INSTRUCTIONS FOR THE TASK: Summarize the page on Maxim's attention and salience systems in two sentences.

EXTRACT:

▬▬▬

MAXIM

Attention & Salience

Deciding Where to Look and What Matters

Your visual system processes about 10 million bits per second. Your conscious awareness handles maybe 50. The gap is attention: a ruthless filter that decides what reaches awareness and what gets ignored. Maxim implements two complementary systems: Attention (where to look) and Salience (what matters).

The Attention Network: Spatial Focus

🧬 Biological Inspiration

The brain's attention network includes the frontal eye fields (directing gaze), the parietal cortex (spatial awareness), and the superior colliculus (rapid orienting). Together, they create a priority map of where to direct limited processing resources.

Maxim's AttentionNetwork tracks where the robot has looked using a spatial grid:

Simulated attention heat map: brighter = more attention

For each cell in the 10x10 grid (configurable), the system tracks:

Visit count: How often has this region been examined?
Success/failure history: Did looking here lead to good outcomes?
Last visit time: When was this region last attended?
Dwell time: How long was spent examining this area?

This enables exploration vs exploitation trade-offs. Unexplored regions become increasingly attractive (novelty-seeking), while regions with successful interaction history get priority when relevant.

Temporal Decay

Attention salience decays over time (default: 2 seconds). This prevents "attention lock" where the robot fixates on one spot and ensures continuous environmental scanning.

Attention Decay Over Time

0.5s

1.0s

1.5s

2.0s

The Salience Network: What Matters

🧬 Biological Inspiration

The salience network (anterior insula and ACC) determines the importance of stimuli. A snake in the grass pops out. Your name across a crowded room catches your ear. These aren't accidents; they're salience computations.

While attention answers "where", salience answers "what." The SalienceNetwork computes importance scores for detected objects based on multiple factors:

✨

Novelty (Instance + Class)

Never-before-seen objects get a boost. Instance novelty decays over 30 seconds; class-level novelty habituates as more unique instances of a category are seen.

🕐

Recency

Recently seen objects maintain salience. Decays over 5 seconds to enable re-detection.

🎯

Interest Matching

Objects matching interest classes (person, animals) get a 2x salience boost. All 80 COCO classes are always detected; interests control prioritization, not visibility.

📊

Confidence

High-confidence detections are weighted higher than uncertain ones.

💬

Interaction History

Objects with positive past interactions are boosted (via SalienceMemoryBridge).

▬▬▬

Stored data:

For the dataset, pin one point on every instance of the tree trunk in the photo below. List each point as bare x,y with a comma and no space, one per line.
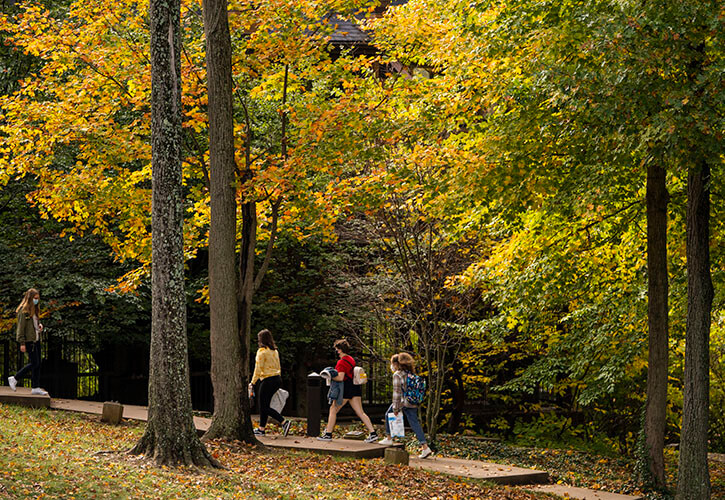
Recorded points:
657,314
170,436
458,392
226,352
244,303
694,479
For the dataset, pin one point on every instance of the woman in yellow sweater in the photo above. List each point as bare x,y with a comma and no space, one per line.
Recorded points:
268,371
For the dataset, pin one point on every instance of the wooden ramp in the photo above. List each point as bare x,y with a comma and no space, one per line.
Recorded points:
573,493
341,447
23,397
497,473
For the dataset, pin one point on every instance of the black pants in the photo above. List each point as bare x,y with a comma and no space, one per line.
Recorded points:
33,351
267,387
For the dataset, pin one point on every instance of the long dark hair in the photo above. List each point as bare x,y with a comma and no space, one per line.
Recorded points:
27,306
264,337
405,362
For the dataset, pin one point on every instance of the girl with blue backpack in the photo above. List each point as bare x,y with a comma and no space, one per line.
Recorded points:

▬▬▬

RESPONSE TO THE EXERCISE: Maxim pairs an Attention network, which records where the robot has looked on a configurable 10x10 grid by tracking visit counts, success and failure history, last visit time and dwell time, with a Salience network that scores how much detected objects matter. Attention decays over a default of 2 seconds so the robot keeps scanning instead of fixating, while salience weighs novelty, recency, interest matching, detection confidence and past interaction history.